Segmentation mask data
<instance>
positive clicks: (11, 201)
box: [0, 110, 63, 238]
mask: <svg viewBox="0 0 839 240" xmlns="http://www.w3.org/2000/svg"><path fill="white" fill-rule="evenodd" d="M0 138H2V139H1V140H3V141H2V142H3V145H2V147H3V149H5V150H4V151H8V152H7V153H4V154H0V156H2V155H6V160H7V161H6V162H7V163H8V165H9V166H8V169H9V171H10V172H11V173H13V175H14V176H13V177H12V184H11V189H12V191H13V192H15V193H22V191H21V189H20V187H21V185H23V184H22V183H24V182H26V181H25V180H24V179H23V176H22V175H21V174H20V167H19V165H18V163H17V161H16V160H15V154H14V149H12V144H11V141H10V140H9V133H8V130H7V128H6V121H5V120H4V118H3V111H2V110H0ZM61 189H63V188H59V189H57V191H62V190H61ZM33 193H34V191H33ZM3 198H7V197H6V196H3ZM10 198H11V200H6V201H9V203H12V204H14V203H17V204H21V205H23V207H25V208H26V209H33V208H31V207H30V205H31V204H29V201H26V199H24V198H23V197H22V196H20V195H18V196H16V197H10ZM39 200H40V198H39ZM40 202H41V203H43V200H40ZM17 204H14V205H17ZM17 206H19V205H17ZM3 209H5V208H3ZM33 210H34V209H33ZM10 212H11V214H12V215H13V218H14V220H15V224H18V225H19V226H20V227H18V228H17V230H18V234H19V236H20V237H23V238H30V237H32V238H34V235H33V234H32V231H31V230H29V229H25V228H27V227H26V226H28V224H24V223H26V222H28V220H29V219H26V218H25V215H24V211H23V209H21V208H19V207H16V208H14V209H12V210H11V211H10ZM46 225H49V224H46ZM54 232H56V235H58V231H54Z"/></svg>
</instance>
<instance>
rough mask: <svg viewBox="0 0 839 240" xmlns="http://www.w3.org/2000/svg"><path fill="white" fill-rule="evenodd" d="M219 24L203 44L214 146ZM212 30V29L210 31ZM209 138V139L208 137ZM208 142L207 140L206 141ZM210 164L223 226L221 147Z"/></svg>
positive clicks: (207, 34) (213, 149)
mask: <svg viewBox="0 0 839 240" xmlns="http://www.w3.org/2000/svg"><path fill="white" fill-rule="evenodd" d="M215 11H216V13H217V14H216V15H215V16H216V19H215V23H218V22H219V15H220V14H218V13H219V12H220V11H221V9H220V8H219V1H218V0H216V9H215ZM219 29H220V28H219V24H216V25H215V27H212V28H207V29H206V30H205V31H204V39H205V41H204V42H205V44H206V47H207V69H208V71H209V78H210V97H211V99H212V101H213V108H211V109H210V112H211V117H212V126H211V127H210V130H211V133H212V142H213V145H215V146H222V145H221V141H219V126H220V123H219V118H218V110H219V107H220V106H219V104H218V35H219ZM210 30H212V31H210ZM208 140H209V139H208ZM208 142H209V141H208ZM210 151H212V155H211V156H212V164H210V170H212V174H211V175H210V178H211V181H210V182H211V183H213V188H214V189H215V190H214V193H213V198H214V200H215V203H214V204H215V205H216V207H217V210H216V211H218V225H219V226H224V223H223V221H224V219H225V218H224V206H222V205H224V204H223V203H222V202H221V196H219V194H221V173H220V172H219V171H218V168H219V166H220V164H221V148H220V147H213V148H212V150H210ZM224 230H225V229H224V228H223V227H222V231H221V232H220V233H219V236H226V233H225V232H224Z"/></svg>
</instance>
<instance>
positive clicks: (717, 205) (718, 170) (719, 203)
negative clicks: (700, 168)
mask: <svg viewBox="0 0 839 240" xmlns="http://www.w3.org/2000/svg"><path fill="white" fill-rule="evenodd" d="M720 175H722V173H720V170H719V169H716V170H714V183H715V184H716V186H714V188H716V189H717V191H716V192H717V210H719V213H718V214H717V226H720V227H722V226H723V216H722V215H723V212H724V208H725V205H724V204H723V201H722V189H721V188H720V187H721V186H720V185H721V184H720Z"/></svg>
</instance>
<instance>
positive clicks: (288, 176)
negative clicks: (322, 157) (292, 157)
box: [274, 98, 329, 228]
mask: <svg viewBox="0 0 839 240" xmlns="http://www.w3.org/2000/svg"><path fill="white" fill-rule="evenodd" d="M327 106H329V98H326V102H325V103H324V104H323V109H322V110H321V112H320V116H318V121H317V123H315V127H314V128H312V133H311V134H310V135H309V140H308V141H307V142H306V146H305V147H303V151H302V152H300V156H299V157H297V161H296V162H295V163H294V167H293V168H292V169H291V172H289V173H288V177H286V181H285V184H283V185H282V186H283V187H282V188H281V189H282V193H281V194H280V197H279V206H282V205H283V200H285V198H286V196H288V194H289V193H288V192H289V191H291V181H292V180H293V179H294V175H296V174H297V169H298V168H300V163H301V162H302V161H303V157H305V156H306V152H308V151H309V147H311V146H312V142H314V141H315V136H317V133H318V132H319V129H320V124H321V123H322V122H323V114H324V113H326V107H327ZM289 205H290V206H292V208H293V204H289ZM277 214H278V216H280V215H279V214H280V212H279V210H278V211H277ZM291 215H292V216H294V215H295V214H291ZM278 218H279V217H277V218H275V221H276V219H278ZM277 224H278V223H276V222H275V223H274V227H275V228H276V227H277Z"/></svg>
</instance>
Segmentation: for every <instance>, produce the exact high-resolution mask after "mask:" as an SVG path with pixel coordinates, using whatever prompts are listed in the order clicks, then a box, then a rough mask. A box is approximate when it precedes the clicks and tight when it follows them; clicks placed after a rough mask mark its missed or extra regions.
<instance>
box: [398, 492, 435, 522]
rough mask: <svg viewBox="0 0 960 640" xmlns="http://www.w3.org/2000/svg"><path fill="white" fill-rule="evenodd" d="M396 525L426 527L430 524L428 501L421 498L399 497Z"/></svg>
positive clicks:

- EXERCISE REQUIREMENTS
This exercise requires all the entries to be written out again exactly.

- YOUR RESPONSE
<instance>
positive clicks: (11, 201)
box: [0, 110, 63, 238]
mask: <svg viewBox="0 0 839 240" xmlns="http://www.w3.org/2000/svg"><path fill="white" fill-rule="evenodd" d="M0 138H2V139H1V140H3V141H2V142H3V145H2V147H3V149H5V150H4V151H8V152H7V153H4V154H0V156H2V155H6V160H7V161H6V162H7V163H8V165H9V166H8V169H9V171H10V172H11V173H13V175H14V176H13V177H12V184H11V189H12V191H13V192H15V193H22V191H21V189H20V187H21V185H23V184H22V183H24V182H26V181H25V180H24V179H23V176H22V175H21V174H20V167H19V165H18V163H17V161H16V160H15V154H14V149H12V144H11V141H10V140H9V133H8V130H7V128H6V121H5V120H4V118H3V111H2V110H0ZM61 189H63V188H59V189H57V191H62V190H61ZM33 193H34V191H33ZM3 198H7V197H6V196H3ZM10 198H11V200H6V201H9V203H12V204H14V203H17V204H21V205H23V207H25V208H26V209H33V208H31V207H30V205H31V204H29V201H26V199H24V198H23V197H22V196H20V195H18V196H16V197H10ZM39 200H40V198H39ZM40 202H41V203H43V200H40ZM17 204H14V205H17ZM17 206H19V205H17ZM3 209H5V208H3ZM33 210H34V209H33ZM10 212H11V214H12V215H13V218H14V220H15V224H18V225H19V226H20V227H18V228H17V230H18V234H19V236H20V237H23V238H30V237H32V238H34V235H33V234H32V231H31V230H29V229H25V228H27V227H26V226H28V224H24V223H26V222H28V220H29V219H26V218H25V215H24V211H23V209H21V208H19V207H16V208H14V209H12V210H11V211H10ZM46 225H49V224H46ZM54 232H56V235H58V231H54Z"/></svg>
</instance>
<instance>
rough mask: <svg viewBox="0 0 839 240" xmlns="http://www.w3.org/2000/svg"><path fill="white" fill-rule="evenodd" d="M219 24L203 44L214 146ZM212 30V29L210 31ZM209 138V139L208 137ZM208 142L207 140L206 141ZM210 164L223 226L221 147Z"/></svg>
positive clicks: (207, 34) (213, 149)
mask: <svg viewBox="0 0 839 240" xmlns="http://www.w3.org/2000/svg"><path fill="white" fill-rule="evenodd" d="M215 11H216V13H217V14H216V15H215V16H216V19H215V23H218V22H219V15H220V14H218V13H219V12H220V11H221V9H220V8H219V1H218V0H216V9H215ZM219 29H220V28H219V24H216V25H215V27H212V28H207V29H206V30H205V31H204V39H205V41H204V42H205V44H206V47H207V69H208V71H209V78H210V97H211V99H212V101H213V108H211V109H210V112H211V117H212V126H211V127H210V130H211V133H212V142H213V145H215V146H222V145H221V141H219V126H220V123H219V118H218V110H219V107H220V106H219V104H218V35H219ZM210 30H212V31H210ZM208 140H209V139H208ZM208 142H209V141H208ZM210 151H212V155H211V156H212V164H210V170H212V174H211V175H210V178H211V181H210V182H211V183H213V188H214V189H215V190H214V193H213V198H214V200H215V203H214V204H215V205H216V207H217V210H216V211H218V225H219V226H224V223H223V221H224V219H225V218H224V206H222V205H224V204H223V203H222V202H221V196H219V194H221V173H220V172H219V171H218V168H219V166H220V164H221V148H220V147H213V148H212V150H210ZM224 230H225V229H224V228H223V227H222V231H221V232H220V233H219V236H226V233H225V232H224Z"/></svg>
</instance>
<instance>
positive clicks: (717, 205) (718, 170) (719, 203)
negative clicks: (700, 168)
mask: <svg viewBox="0 0 839 240" xmlns="http://www.w3.org/2000/svg"><path fill="white" fill-rule="evenodd" d="M720 175H722V173H720V170H719V169H716V170H714V183H715V184H716V186H714V188H716V189H717V191H716V192H717V210H719V213H718V214H717V226H720V227H722V226H723V216H722V215H723V212H724V208H725V205H724V204H723V201H722V189H721V188H720V187H721V186H720V185H721V184H720Z"/></svg>
</instance>
<instance>
positive clicks: (288, 176)
negative clicks: (322, 157) (292, 157)
box: [274, 98, 329, 228]
mask: <svg viewBox="0 0 839 240" xmlns="http://www.w3.org/2000/svg"><path fill="white" fill-rule="evenodd" d="M327 106H329V98H326V102H325V103H324V104H323V109H322V110H321V112H320V116H318V121H317V123H315V127H314V128H312V133H311V134H310V135H309V140H308V141H307V142H306V146H305V147H303V151H302V152H300V156H299V157H297V161H296V162H295V163H294V167H293V168H292V169H291V172H289V173H288V177H286V181H285V184H283V185H282V186H283V187H282V188H281V189H282V193H281V194H280V197H279V206H282V205H283V200H285V198H286V196H288V194H289V193H288V192H289V191H291V181H292V180H293V179H294V175H296V174H297V169H298V168H300V163H301V162H302V161H303V157H305V156H306V152H308V151H309V147H311V146H312V142H314V141H315V136H317V133H318V132H319V129H320V124H321V123H322V122H323V114H324V113H326V107H327ZM289 205H290V206H292V208H293V204H289ZM277 214H278V216H280V215H279V214H280V212H279V210H278V211H277ZM291 215H292V216H294V215H295V214H291ZM278 218H279V217H277V218H275V221H276V219H278ZM277 224H278V223H276V222H275V223H274V227H275V228H276V227H277Z"/></svg>
</instance>
Segmentation: for every <instance>, produce the exact high-resolution mask after "mask:" as an SVG path with pixel coordinates, using whatever prompts are listed in the order clicks, then a box, then a rough mask. A box is approximate when it precedes the clicks and tight when it follows them; clicks placed after a rough mask mark its missed or extra regions.
<instance>
box: [398, 492, 435, 522]
rough mask: <svg viewBox="0 0 960 640" xmlns="http://www.w3.org/2000/svg"><path fill="white" fill-rule="evenodd" d="M396 525L426 527L430 524L428 501L421 498L399 497Z"/></svg>
positive clicks:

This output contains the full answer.